Try it: Carry over every entry exactly as it appears in the records.

= = =

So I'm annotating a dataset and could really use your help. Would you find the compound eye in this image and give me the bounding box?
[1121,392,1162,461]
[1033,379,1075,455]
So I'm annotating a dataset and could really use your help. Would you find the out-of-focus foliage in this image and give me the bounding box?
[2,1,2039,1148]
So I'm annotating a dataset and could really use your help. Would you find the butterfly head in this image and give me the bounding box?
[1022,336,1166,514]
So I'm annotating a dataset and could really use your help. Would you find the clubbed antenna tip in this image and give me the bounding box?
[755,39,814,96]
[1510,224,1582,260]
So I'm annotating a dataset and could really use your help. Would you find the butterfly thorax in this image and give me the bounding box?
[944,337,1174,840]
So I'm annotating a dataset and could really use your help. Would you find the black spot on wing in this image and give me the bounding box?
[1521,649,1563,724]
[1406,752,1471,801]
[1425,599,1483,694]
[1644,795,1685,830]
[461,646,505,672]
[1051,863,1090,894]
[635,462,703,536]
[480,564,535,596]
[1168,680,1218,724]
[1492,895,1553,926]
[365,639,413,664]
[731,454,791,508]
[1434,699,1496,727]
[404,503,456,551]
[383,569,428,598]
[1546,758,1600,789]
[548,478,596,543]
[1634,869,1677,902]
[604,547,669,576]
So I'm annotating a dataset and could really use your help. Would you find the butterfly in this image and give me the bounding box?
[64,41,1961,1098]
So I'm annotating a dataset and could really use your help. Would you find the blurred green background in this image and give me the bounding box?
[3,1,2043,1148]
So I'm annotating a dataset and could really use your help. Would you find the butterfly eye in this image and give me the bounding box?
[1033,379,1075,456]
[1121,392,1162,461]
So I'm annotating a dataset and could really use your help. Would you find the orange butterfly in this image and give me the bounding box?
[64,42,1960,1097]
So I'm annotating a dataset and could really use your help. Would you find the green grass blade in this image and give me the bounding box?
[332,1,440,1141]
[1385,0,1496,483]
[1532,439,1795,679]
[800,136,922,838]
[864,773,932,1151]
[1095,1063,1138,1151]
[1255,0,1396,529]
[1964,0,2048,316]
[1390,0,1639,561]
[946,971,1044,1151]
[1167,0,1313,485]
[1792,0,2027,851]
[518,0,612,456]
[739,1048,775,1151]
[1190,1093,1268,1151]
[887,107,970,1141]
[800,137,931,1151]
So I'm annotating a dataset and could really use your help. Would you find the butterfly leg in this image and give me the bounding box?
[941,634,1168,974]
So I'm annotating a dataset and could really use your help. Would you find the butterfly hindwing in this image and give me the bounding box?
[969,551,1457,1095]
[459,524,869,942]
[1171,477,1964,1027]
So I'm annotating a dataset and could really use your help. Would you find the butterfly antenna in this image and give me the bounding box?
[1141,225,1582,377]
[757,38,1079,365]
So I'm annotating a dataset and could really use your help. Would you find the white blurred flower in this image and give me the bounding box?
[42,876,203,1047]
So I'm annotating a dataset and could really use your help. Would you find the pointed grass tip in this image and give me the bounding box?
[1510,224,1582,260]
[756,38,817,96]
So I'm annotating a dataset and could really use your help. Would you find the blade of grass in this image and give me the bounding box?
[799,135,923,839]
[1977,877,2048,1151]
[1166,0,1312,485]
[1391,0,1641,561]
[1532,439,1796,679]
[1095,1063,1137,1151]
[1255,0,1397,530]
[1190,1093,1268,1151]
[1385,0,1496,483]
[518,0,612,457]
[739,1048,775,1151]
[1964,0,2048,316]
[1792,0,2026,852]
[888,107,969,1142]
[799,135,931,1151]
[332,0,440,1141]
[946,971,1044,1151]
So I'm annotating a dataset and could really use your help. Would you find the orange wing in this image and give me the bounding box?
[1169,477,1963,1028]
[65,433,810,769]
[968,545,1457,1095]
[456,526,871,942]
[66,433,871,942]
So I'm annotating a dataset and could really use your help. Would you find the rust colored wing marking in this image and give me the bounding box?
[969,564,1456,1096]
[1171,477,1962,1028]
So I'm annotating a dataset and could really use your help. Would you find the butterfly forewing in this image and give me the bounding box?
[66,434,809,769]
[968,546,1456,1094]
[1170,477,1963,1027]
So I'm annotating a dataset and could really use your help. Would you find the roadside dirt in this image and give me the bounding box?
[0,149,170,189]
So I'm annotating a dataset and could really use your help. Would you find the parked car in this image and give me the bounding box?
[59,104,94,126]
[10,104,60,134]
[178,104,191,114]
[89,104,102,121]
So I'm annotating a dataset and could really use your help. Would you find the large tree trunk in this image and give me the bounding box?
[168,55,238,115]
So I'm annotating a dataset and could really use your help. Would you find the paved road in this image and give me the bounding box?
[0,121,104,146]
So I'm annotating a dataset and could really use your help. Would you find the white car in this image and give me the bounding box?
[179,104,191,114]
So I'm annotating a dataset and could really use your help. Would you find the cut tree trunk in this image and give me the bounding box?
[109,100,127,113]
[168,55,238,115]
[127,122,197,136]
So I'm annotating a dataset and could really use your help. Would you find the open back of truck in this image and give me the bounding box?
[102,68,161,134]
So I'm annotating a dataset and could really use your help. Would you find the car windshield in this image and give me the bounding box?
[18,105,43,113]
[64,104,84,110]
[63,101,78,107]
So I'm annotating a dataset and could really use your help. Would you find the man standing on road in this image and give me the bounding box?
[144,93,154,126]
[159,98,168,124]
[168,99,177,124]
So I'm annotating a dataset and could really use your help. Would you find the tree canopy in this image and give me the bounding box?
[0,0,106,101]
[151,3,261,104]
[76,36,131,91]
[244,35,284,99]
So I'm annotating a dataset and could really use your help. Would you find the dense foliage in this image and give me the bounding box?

= = =

Solution for this task:
So I'm annotating a dataset and could really use your help. Would you find the compound eye in this image and give me the bounding box?
[1121,392,1162,461]
[1033,379,1075,455]
So I'm annotating a dataset and could really use your help. Would you find the out-of-focus foliage in this image and give me the bounding box?
[2,1,2039,1148]
So I'm annotating a dataset and could really use your help. Would you find the butterfly head in this image and give me the bounding box?
[1022,336,1166,514]
So I'm annotating a dataset and could really use your help. Would you find the clubbed antenna tip in this image and give me the bounding box?
[755,39,814,96]
[1510,224,1582,260]
So I'm annotating a dataset and could really use your help. Would you find the butterfly thorax in this image and give me the bounding box?
[944,337,1174,840]
So I'm annotating a dataset and could really use your help. Would you find the black spot on wing in this image and give me the bounding box?
[1521,649,1563,724]
[1406,752,1471,801]
[1425,599,1483,694]
[1644,795,1685,830]
[461,646,505,672]
[1051,863,1090,894]
[635,462,703,536]
[480,564,535,596]
[1168,680,1218,724]
[1492,895,1553,926]
[365,639,413,664]
[731,454,791,508]
[1434,699,1496,727]
[404,503,456,551]
[383,569,428,598]
[1546,758,1600,789]
[548,478,596,543]
[1634,869,1677,902]
[604,547,669,576]
So I'm annotating a dataset and could really use your help. Would you find the butterfly in this image and give me the bounding box?
[64,41,1961,1098]
So I'm annotating a dataset and could really use your help. Would you find the blurred green background in this image and give me the bounding box?
[3,1,2043,1148]
So I'm annotating a dataset and could really use your help. Would you find the butterfly eye in this image and give me the bounding box?
[1033,379,1075,456]
[1121,392,1162,461]
So I'm annotating a dataset and could really use your help. Would you find the orange butterfly in this image and give me the bounding box?
[64,42,1960,1097]
So I'm annotating a dataset and could really use your help. Would you find the green grass blade in this image and give me the bounding box?
[332,1,440,1141]
[1385,0,1496,483]
[1532,439,1795,679]
[800,136,922,838]
[864,773,932,1151]
[1095,1063,1138,1151]
[1255,0,1396,529]
[1964,0,2048,316]
[1390,0,1639,561]
[946,971,1044,1151]
[1167,0,1313,485]
[1792,0,2027,851]
[518,0,612,456]
[739,1048,775,1151]
[1190,1093,1268,1151]
[887,107,970,1141]
[800,137,931,1151]
So I'm annotating a dataset and could really use your help. Would you find the butterfly leg in this image and give me the bounding box?
[941,634,1168,974]
So I'm annotating a dataset and could really use your help. Would you find the butterfly hindwing in this image and give me the bounding box?
[969,551,1457,1095]
[459,524,869,942]
[1171,477,1964,1027]
So I'm annotating a dataset and could really use your help. Would you find the butterfly antenna in this image and give me the bounding box?
[1141,225,1582,377]
[757,38,1079,365]
So I'm annotating a dataset and could really use your help. Would you find the white blurred flower in this image and give me the bounding box?
[42,876,203,1047]
So I'm annotating a dataset and could really use your help. Would you find the pointed grass tip in this image and give me the bounding box?
[1510,224,1582,260]
[756,38,817,96]
So I'm annotating a dataset and could really use your help. Would you find the blade of grass in this image and give me the bounding box?
[799,135,923,839]
[1977,877,2048,1151]
[1166,0,1312,485]
[1391,0,1641,561]
[1532,439,1796,679]
[1095,1063,1137,1151]
[1255,0,1397,530]
[1190,1093,1268,1151]
[1385,0,1496,483]
[518,0,612,457]
[739,1048,775,1151]
[1964,0,2048,316]
[1792,0,2026,852]
[888,107,969,1142]
[799,135,931,1151]
[332,0,440,1141]
[946,971,1044,1151]
So I'm annotating a dataset and could really use your help. Would you find the orange wing in this image and give me the bounding box?
[1169,477,1963,1028]
[65,433,810,769]
[968,545,1457,1095]
[456,526,871,942]
[66,433,871,942]
So I'm annotating a dataset and could really use your help. Would you find the rust colored wing marking in this image and give me the bounding box?
[969,564,1456,1096]
[1171,477,1962,1028]
So I'm annotating a dataset and could really use your help. Would you find the butterfly forewing in this image and give me the bounding box?
[66,434,809,769]
[968,546,1456,1094]
[1170,477,1963,1027]
So I'm annotating a dataset and could really use your help. Would you find the roadside dirt in this image and give me the bounding box?
[0,149,170,189]
So I'm annotating a dataset and could really use your help. Would you find the parked car in this image and give me the bounding box?
[59,104,94,126]
[10,104,60,134]
[178,104,191,114]
[89,104,102,121]
So I'm annotating a dataset and could really use your help. Would you find the large tree trunk in this image and give me the bounding box?
[168,55,238,115]
So I'm annotating a dataset and could really use your help. Would you find the paved road in this image and give me the bounding box?
[0,121,104,146]
So I'm annotating a dataset and could really use your help. Would you find the white car in this image and give me the bounding box?
[179,104,191,114]
So I'm annotating a dataset and could really use your help. Would you find the cut tree trunk in this image and give me the bounding box?
[109,100,127,113]
[168,55,238,115]
[127,122,197,136]
So I'm annotating a dataset and could really use your help. Would you find the open back of truck in this image and give me the bounding box?
[102,68,161,134]
So I'm annotating a dataset and could really use your help. Would you find the car windshield in this image and give me the bounding box?
[18,105,43,113]
[64,104,84,110]
[63,101,78,107]
So I'm annotating a dataset and could really use your help. Would you find the man standing on road in this image and give me the bounding box?
[144,93,154,126]
[159,98,168,124]
[168,99,177,124]
So I'm annotating a dataset and could really use your help. Would you find the tree canopy in this image and give me the bounding box?
[0,0,106,101]
[151,3,261,104]
[76,36,131,91]
[244,35,284,99]
So I'm annotating a dataset and could really use your help. Would you find the dense foliage in this image and give me the bounding box?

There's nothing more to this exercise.